Pilunya Kehidupan Sang Sufi Perempuan, Rabia'ah Al-adawiyah

Rabi’ah al adawiyah,  dilahirkan pada 95 Hijriyah di Bashrah. Waktu itu, Bashrah memiliki banyak ulama, para ahli fikih, ahli ilmu kalam, dan para zahid. 

Bashrah juga dipenuhi oleh istana bangsawan. Namun ada juga gubug gubug kumuh yang menjadi tempat berteduh orang-orang yang tak beruntung. Dan di salah satu gubuk itulah, Rabi’ah al adawiyah dilahirkan.

Konon, bayi tersebut dinamakan. Rabiah ,  dikarenakan sebelumnya sang ibu telah melahirkan tiga orang putri. Maka, si ayah menyematkan nama Rabi’ah (keempat) kepada bayi mungil yang baru lahir.  Ayah Rabiah hidup miskin, namun ia tetap teguh menjaga akhlaknya. Demikian pula sang ibu.

::::

### Soal Latihan:
1. Tentukan apakah setiap pernyataan berikut sesuai dengan kutipan teks tentang Rabi’ah al adawiyah. Jawab ya atau tidak, lalu sertakan kata-kata penentunya dari kutipan tersebut persis seperti tertulis. (a) Rabi’ah lahir di Bashrah pada tahun 95 Hijriyah. (b) Rabi’ah lahir di salah satu istana bangsawan di Bashrah. (c) Nama Rabi’ah diberikan oleh ibunya.
2. Kutiplah dengan tepat baris-baris catatan, mulai dari awal catatan hingga baris yang memuat "139 99 L 17", termasuk baris itu sendiri. Jangan sertakan gambar dalam jawaban.
Kutipan teks di atas dan catatan sesudahnya berasal dari sumber yang tidak sama.

### Data:
::::

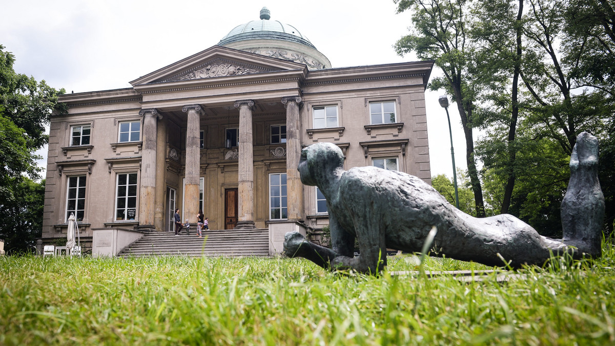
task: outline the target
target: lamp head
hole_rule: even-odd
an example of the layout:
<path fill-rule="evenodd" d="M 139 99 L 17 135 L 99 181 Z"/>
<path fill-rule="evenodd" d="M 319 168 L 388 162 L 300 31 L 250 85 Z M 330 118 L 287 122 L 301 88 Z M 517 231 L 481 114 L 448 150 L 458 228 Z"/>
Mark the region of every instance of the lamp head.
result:
<path fill-rule="evenodd" d="M 440 103 L 440 105 L 442 106 L 443 108 L 446 108 L 448 107 L 448 98 L 446 95 L 443 95 L 442 96 L 438 98 L 438 102 Z"/>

::::

### Kunci Jawaban:
1.
(a) Ya: "dilahirkan pada 95 Hijriyah di Bashrah"
(b) Tidak: "Dan di salah satu gubuk itulah, Rabi’ah al adawiyah dilahirkan."
(c) Tidak: "si ayah menyematkan nama Rabi’ah (keempat)"

2.
task: outline the target
target: lamp head
hole_rule: even-odd
an example of the layout:
<path fill-rule="evenodd" d="M 139 99 L 17 135 L 99 181 Z"/>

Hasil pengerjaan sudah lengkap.